*EXTRAIT SOURCE*.
++++++

L'outil de recherche du site intègre déjà une couche d'IA générative avec l'association sémantique, mais Cdiscount veut aller plus loin en permettant la recherche conversationnelle avec ce chatbot. "L'objectif est qu'il y ait deux phases : le client exprime un besoin, l'IA commence à y répondre en affichant quelques produits, et petit à petit, par le biais d'échanges avec le client, elle affine les produits sélectionnés jusqu'au résultat souhaité", illustre le chef du projet chez Cdiscount. Cette nouvelle expérience devrait être en test avec le chatbot en interne avant l'été. Selon nos informations, Zalando et Rakuten étudient également l'intégration de l'IA générative dans leur technologie de search.

++++++

*LISTE DES ENTRÉES*.
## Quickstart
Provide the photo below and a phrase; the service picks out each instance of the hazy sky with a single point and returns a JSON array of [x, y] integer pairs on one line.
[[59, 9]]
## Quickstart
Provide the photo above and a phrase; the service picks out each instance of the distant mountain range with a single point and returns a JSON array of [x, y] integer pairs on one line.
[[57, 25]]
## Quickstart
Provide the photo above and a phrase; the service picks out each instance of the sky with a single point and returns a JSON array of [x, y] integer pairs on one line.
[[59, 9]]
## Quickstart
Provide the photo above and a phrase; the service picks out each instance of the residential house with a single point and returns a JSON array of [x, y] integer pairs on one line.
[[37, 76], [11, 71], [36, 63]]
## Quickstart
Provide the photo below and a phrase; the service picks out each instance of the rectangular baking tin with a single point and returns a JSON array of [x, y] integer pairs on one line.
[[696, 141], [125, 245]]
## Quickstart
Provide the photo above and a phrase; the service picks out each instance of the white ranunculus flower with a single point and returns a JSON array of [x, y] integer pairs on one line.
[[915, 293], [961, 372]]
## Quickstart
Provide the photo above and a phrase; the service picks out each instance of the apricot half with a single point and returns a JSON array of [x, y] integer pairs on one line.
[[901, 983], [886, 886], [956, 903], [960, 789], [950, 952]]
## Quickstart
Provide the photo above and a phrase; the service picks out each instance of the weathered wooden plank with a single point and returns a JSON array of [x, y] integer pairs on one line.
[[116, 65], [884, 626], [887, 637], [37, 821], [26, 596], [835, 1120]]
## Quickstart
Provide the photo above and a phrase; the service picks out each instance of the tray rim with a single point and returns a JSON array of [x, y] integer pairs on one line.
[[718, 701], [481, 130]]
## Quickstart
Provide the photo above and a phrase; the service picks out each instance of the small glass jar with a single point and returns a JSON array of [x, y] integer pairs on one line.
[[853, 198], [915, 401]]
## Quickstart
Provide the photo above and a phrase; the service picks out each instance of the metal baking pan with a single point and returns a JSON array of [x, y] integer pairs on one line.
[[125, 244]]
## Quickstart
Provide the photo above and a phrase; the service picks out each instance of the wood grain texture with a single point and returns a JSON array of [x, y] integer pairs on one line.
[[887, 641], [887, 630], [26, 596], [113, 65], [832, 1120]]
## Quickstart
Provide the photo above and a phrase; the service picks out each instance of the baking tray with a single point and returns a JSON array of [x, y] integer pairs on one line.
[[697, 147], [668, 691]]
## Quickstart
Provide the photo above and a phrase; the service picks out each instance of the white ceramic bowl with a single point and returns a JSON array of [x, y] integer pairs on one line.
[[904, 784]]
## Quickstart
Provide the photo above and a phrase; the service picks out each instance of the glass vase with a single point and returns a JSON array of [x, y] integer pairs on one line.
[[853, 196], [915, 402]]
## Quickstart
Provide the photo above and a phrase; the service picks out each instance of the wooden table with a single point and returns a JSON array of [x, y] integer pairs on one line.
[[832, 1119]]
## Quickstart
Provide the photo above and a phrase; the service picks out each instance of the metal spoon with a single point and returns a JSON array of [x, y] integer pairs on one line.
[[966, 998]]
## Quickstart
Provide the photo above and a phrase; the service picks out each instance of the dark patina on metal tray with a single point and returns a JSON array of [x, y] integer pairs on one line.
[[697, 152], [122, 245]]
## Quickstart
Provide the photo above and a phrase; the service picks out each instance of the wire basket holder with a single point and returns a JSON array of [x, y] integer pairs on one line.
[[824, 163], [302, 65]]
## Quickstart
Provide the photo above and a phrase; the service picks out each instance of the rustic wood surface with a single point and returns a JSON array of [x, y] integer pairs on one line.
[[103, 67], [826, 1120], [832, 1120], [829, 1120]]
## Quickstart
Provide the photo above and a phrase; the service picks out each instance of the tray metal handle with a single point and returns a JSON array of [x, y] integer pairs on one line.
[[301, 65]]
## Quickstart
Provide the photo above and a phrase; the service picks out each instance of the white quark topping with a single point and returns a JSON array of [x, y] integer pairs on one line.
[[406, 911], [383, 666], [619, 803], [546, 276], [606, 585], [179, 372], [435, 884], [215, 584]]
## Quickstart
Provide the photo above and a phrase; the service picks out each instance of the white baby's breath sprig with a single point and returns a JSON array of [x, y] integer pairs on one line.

++++++

*CONSIGNE*. Relevez toutes les entreprises citées dans l'extrait source.

*CORRIGÉ*. Cdiscount, Zalando, Rakuten